- [The task] Return nothing but the lines from the line containing "of the arched" through the last line of the records, reproduced exactly.

- [Working data]
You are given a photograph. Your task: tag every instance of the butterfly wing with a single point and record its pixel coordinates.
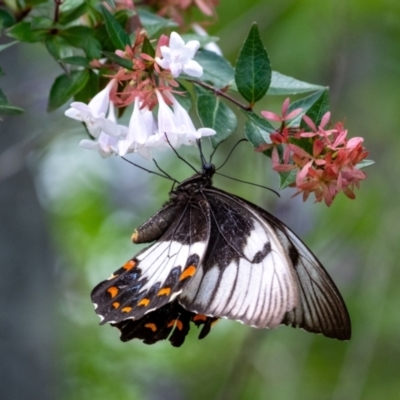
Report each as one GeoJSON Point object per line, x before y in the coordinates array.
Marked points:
{"type": "Point", "coordinates": [156, 275]}
{"type": "Point", "coordinates": [246, 274]}
{"type": "Point", "coordinates": [321, 308]}
{"type": "Point", "coordinates": [158, 325]}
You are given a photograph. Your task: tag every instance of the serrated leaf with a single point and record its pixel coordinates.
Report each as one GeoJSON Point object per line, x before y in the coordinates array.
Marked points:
{"type": "Point", "coordinates": [23, 32]}
{"type": "Point", "coordinates": [153, 23]}
{"type": "Point", "coordinates": [73, 14]}
{"type": "Point", "coordinates": [260, 121]}
{"type": "Point", "coordinates": [117, 34]}
{"type": "Point", "coordinates": [90, 89]}
{"type": "Point", "coordinates": [253, 68]}
{"type": "Point", "coordinates": [216, 70]}
{"type": "Point", "coordinates": [255, 134]}
{"type": "Point", "coordinates": [287, 178]}
{"type": "Point", "coordinates": [7, 45]}
{"type": "Point", "coordinates": [216, 115]}
{"type": "Point", "coordinates": [286, 85]}
{"type": "Point", "coordinates": [76, 60]}
{"type": "Point", "coordinates": [58, 47]}
{"type": "Point", "coordinates": [315, 106]}
{"type": "Point", "coordinates": [147, 48]}
{"type": "Point", "coordinates": [82, 37]}
{"type": "Point", "coordinates": [119, 60]}
{"type": "Point", "coordinates": [64, 87]}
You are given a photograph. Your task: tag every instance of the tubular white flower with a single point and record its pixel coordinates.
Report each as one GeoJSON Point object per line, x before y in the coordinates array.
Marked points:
{"type": "Point", "coordinates": [106, 144]}
{"type": "Point", "coordinates": [178, 57]}
{"type": "Point", "coordinates": [141, 127]}
{"type": "Point", "coordinates": [94, 113]}
{"type": "Point", "coordinates": [187, 132]}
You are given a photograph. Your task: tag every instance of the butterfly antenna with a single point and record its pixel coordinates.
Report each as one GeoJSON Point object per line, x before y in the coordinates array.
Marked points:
{"type": "Point", "coordinates": [203, 159]}
{"type": "Point", "coordinates": [250, 183]}
{"type": "Point", "coordinates": [230, 153]}
{"type": "Point", "coordinates": [167, 175]}
{"type": "Point", "coordinates": [164, 175]}
{"type": "Point", "coordinates": [177, 154]}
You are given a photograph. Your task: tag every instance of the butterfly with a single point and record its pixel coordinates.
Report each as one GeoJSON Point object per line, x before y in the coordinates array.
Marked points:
{"type": "Point", "coordinates": [215, 255]}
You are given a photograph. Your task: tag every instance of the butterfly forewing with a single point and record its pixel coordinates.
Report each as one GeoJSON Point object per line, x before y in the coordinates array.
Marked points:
{"type": "Point", "coordinates": [157, 274]}
{"type": "Point", "coordinates": [246, 274]}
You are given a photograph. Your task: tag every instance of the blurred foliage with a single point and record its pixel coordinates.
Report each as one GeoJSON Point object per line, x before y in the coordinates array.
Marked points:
{"type": "Point", "coordinates": [94, 205]}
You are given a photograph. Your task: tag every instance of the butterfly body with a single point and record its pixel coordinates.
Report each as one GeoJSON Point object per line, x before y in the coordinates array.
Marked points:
{"type": "Point", "coordinates": [215, 255]}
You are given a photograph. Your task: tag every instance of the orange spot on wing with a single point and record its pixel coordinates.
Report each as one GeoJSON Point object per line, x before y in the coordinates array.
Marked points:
{"type": "Point", "coordinates": [153, 327]}
{"type": "Point", "coordinates": [199, 317]}
{"type": "Point", "coordinates": [144, 302]}
{"type": "Point", "coordinates": [135, 236]}
{"type": "Point", "coordinates": [129, 265]}
{"type": "Point", "coordinates": [164, 292]}
{"type": "Point", "coordinates": [113, 291]}
{"type": "Point", "coordinates": [188, 272]}
{"type": "Point", "coordinates": [176, 322]}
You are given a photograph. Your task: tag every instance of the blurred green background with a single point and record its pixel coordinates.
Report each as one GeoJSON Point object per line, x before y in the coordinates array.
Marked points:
{"type": "Point", "coordinates": [66, 217]}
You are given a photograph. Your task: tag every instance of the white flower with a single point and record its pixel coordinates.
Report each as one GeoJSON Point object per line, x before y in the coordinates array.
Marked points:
{"type": "Point", "coordinates": [141, 126]}
{"type": "Point", "coordinates": [106, 144]}
{"type": "Point", "coordinates": [209, 46]}
{"type": "Point", "coordinates": [178, 57]}
{"type": "Point", "coordinates": [94, 113]}
{"type": "Point", "coordinates": [187, 133]}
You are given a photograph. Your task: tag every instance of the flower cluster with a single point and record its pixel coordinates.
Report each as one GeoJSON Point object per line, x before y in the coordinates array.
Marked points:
{"type": "Point", "coordinates": [324, 160]}
{"type": "Point", "coordinates": [150, 82]}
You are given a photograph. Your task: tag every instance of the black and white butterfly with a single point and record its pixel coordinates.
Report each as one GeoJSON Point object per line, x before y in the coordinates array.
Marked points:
{"type": "Point", "coordinates": [216, 255]}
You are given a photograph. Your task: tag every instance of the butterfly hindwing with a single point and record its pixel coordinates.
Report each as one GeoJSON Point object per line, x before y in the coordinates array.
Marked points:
{"type": "Point", "coordinates": [156, 275]}
{"type": "Point", "coordinates": [246, 274]}
{"type": "Point", "coordinates": [321, 308]}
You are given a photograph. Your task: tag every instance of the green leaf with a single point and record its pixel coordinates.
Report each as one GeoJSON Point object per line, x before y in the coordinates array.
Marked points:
{"type": "Point", "coordinates": [315, 106]}
{"type": "Point", "coordinates": [117, 34]}
{"type": "Point", "coordinates": [6, 19]}
{"type": "Point", "coordinates": [89, 90]}
{"type": "Point", "coordinates": [82, 37]}
{"type": "Point", "coordinates": [119, 60]}
{"type": "Point", "coordinates": [260, 121]}
{"type": "Point", "coordinates": [255, 134]}
{"type": "Point", "coordinates": [153, 23]}
{"type": "Point", "coordinates": [216, 70]}
{"type": "Point", "coordinates": [147, 48]}
{"type": "Point", "coordinates": [58, 47]}
{"type": "Point", "coordinates": [6, 46]}
{"type": "Point", "coordinates": [286, 85]}
{"type": "Point", "coordinates": [216, 115]}
{"type": "Point", "coordinates": [41, 23]}
{"type": "Point", "coordinates": [76, 60]}
{"type": "Point", "coordinates": [23, 32]}
{"type": "Point", "coordinates": [287, 178]}
{"type": "Point", "coordinates": [73, 14]}
{"type": "Point", "coordinates": [64, 87]}
{"type": "Point", "coordinates": [253, 69]}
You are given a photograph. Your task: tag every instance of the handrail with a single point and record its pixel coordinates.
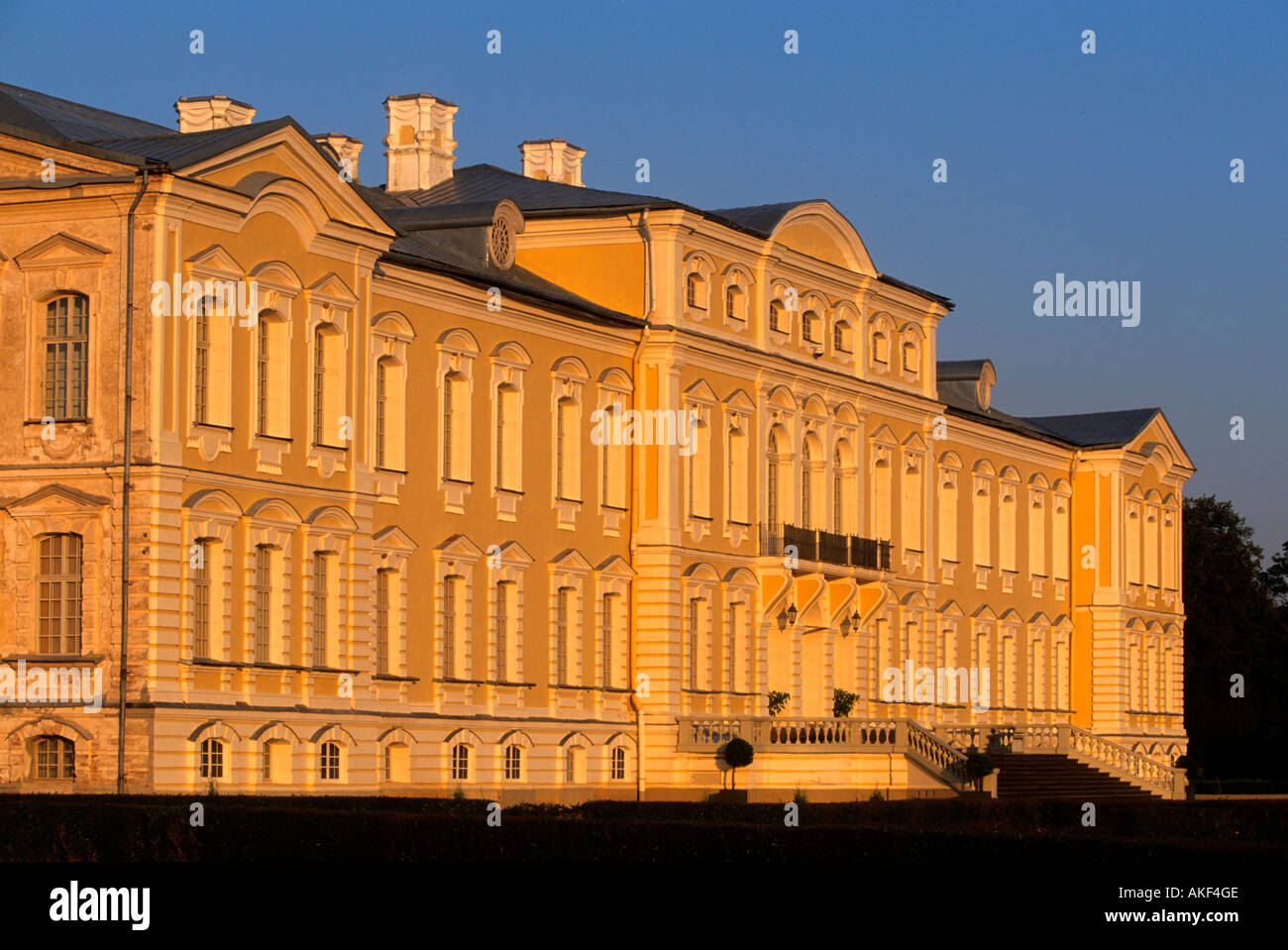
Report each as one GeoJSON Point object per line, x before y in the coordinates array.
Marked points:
{"type": "Point", "coordinates": [1078, 743]}
{"type": "Point", "coordinates": [822, 734]}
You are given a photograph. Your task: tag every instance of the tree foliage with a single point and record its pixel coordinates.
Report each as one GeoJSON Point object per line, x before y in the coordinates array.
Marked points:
{"type": "Point", "coordinates": [1236, 624]}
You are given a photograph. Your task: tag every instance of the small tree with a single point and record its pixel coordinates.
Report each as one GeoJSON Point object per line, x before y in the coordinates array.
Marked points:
{"type": "Point", "coordinates": [842, 701]}
{"type": "Point", "coordinates": [978, 765]}
{"type": "Point", "coordinates": [737, 755]}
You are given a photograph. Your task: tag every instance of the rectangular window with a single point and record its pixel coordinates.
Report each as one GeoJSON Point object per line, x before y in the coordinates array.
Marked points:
{"type": "Point", "coordinates": [262, 379]}
{"type": "Point", "coordinates": [562, 622]}
{"type": "Point", "coordinates": [318, 385]}
{"type": "Point", "coordinates": [59, 594]}
{"type": "Point", "coordinates": [381, 620]}
{"type": "Point", "coordinates": [451, 587]}
{"type": "Point", "coordinates": [503, 591]}
{"type": "Point", "coordinates": [263, 601]}
{"type": "Point", "coordinates": [380, 415]}
{"type": "Point", "coordinates": [320, 609]}
{"type": "Point", "coordinates": [201, 601]}
{"type": "Point", "coordinates": [201, 365]}
{"type": "Point", "coordinates": [65, 357]}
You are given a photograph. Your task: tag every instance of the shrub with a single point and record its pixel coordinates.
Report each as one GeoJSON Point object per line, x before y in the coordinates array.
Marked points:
{"type": "Point", "coordinates": [738, 753]}
{"type": "Point", "coordinates": [842, 700]}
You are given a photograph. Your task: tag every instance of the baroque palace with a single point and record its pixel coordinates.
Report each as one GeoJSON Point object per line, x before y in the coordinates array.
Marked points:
{"type": "Point", "coordinates": [494, 481]}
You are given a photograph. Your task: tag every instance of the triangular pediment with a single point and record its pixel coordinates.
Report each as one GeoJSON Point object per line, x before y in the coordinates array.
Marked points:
{"type": "Point", "coordinates": [1158, 439]}
{"type": "Point", "coordinates": [571, 560]}
{"type": "Point", "coordinates": [215, 261]}
{"type": "Point", "coordinates": [53, 498]}
{"type": "Point", "coordinates": [393, 538]}
{"type": "Point", "coordinates": [60, 252]}
{"type": "Point", "coordinates": [333, 290]}
{"type": "Point", "coordinates": [282, 161]}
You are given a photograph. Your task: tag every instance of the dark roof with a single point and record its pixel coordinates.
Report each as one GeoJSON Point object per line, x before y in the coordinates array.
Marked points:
{"type": "Point", "coordinates": [759, 219]}
{"type": "Point", "coordinates": [1098, 429]}
{"type": "Point", "coordinates": [50, 115]}
{"type": "Point", "coordinates": [425, 250]}
{"type": "Point", "coordinates": [489, 183]}
{"type": "Point", "coordinates": [958, 369]}
{"type": "Point", "coordinates": [179, 151]}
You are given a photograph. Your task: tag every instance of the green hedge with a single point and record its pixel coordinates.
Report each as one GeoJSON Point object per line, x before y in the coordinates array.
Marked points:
{"type": "Point", "coordinates": [85, 828]}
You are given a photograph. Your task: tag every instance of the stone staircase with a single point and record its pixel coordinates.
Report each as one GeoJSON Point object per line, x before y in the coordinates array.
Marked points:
{"type": "Point", "coordinates": [1050, 775]}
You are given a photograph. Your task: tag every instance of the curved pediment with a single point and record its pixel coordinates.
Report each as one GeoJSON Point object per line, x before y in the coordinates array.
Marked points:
{"type": "Point", "coordinates": [819, 231]}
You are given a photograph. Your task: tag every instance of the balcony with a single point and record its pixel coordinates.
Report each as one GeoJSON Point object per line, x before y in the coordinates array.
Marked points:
{"type": "Point", "coordinates": [824, 547]}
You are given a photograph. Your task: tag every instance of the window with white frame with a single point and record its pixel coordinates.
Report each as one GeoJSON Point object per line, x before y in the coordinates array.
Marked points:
{"type": "Point", "coordinates": [64, 347]}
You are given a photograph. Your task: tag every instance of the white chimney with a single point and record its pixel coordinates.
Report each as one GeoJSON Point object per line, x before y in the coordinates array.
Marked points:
{"type": "Point", "coordinates": [420, 149]}
{"type": "Point", "coordinates": [346, 151]}
{"type": "Point", "coordinates": [207, 112]}
{"type": "Point", "coordinates": [553, 159]}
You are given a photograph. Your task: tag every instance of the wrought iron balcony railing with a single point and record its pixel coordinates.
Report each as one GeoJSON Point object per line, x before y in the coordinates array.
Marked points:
{"type": "Point", "coordinates": [824, 547]}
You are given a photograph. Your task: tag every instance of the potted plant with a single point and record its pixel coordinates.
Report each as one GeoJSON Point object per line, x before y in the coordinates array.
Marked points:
{"type": "Point", "coordinates": [842, 701]}
{"type": "Point", "coordinates": [737, 755]}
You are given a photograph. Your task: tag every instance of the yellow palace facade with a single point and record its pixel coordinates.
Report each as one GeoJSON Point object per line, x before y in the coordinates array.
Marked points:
{"type": "Point", "coordinates": [493, 481]}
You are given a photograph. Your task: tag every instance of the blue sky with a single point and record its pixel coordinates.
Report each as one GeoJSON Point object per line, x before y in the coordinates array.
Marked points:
{"type": "Point", "coordinates": [1107, 166]}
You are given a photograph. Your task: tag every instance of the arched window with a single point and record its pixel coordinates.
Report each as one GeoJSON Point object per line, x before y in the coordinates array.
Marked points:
{"type": "Point", "coordinates": [776, 316]}
{"type": "Point", "coordinates": [698, 468]}
{"type": "Point", "coordinates": [507, 441]}
{"type": "Point", "coordinates": [263, 594]}
{"type": "Point", "coordinates": [568, 450]}
{"type": "Point", "coordinates": [201, 600]}
{"type": "Point", "coordinates": [381, 413]}
{"type": "Point", "coordinates": [575, 765]}
{"type": "Point", "coordinates": [811, 326]}
{"type": "Point", "coordinates": [329, 762]}
{"type": "Point", "coordinates": [382, 620]}
{"type": "Point", "coordinates": [456, 428]}
{"type": "Point", "coordinates": [982, 541]}
{"type": "Point", "coordinates": [513, 762]}
{"type": "Point", "coordinates": [737, 468]}
{"type": "Point", "coordinates": [397, 762]}
{"type": "Point", "coordinates": [806, 486]}
{"type": "Point", "coordinates": [912, 502]}
{"type": "Point", "coordinates": [772, 486]}
{"type": "Point", "coordinates": [948, 516]}
{"type": "Point", "coordinates": [327, 385]}
{"type": "Point", "coordinates": [734, 303]}
{"type": "Point", "coordinates": [883, 498]}
{"type": "Point", "coordinates": [696, 291]}
{"type": "Point", "coordinates": [506, 644]}
{"type": "Point", "coordinates": [880, 348]}
{"type": "Point", "coordinates": [323, 631]}
{"type": "Point", "coordinates": [1006, 527]}
{"type": "Point", "coordinates": [211, 759]}
{"type": "Point", "coordinates": [565, 606]}
{"type": "Point", "coordinates": [201, 365]}
{"type": "Point", "coordinates": [271, 376]}
{"type": "Point", "coordinates": [460, 762]}
{"type": "Point", "coordinates": [58, 587]}
{"type": "Point", "coordinates": [54, 757]}
{"type": "Point", "coordinates": [454, 588]}
{"type": "Point", "coordinates": [910, 357]}
{"type": "Point", "coordinates": [65, 344]}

- [Response to this exercise]
You are given a photograph. Your task: tag every instance of the arched window with a single point and record its pixel coordinates.
Report each as one GeoJSON Point object per line, x before y in the coordinates array.
Marked points:
{"type": "Point", "coordinates": [776, 316]}
{"type": "Point", "coordinates": [698, 468]}
{"type": "Point", "coordinates": [507, 441]}
{"type": "Point", "coordinates": [263, 594]}
{"type": "Point", "coordinates": [568, 450]}
{"type": "Point", "coordinates": [201, 600]}
{"type": "Point", "coordinates": [381, 413]}
{"type": "Point", "coordinates": [575, 765]}
{"type": "Point", "coordinates": [811, 326]}
{"type": "Point", "coordinates": [329, 762]}
{"type": "Point", "coordinates": [382, 620]}
{"type": "Point", "coordinates": [456, 428]}
{"type": "Point", "coordinates": [982, 541]}
{"type": "Point", "coordinates": [513, 762]}
{"type": "Point", "coordinates": [737, 468]}
{"type": "Point", "coordinates": [397, 762]}
{"type": "Point", "coordinates": [806, 486]}
{"type": "Point", "coordinates": [912, 502]}
{"type": "Point", "coordinates": [772, 486]}
{"type": "Point", "coordinates": [948, 516]}
{"type": "Point", "coordinates": [327, 385]}
{"type": "Point", "coordinates": [734, 303]}
{"type": "Point", "coordinates": [883, 498]}
{"type": "Point", "coordinates": [696, 291]}
{"type": "Point", "coordinates": [506, 644]}
{"type": "Point", "coordinates": [880, 348]}
{"type": "Point", "coordinates": [323, 631]}
{"type": "Point", "coordinates": [1006, 527]}
{"type": "Point", "coordinates": [211, 759]}
{"type": "Point", "coordinates": [565, 606]}
{"type": "Point", "coordinates": [201, 365]}
{"type": "Point", "coordinates": [271, 376]}
{"type": "Point", "coordinates": [460, 762]}
{"type": "Point", "coordinates": [58, 587]}
{"type": "Point", "coordinates": [54, 757]}
{"type": "Point", "coordinates": [454, 588]}
{"type": "Point", "coordinates": [910, 357]}
{"type": "Point", "coordinates": [65, 344]}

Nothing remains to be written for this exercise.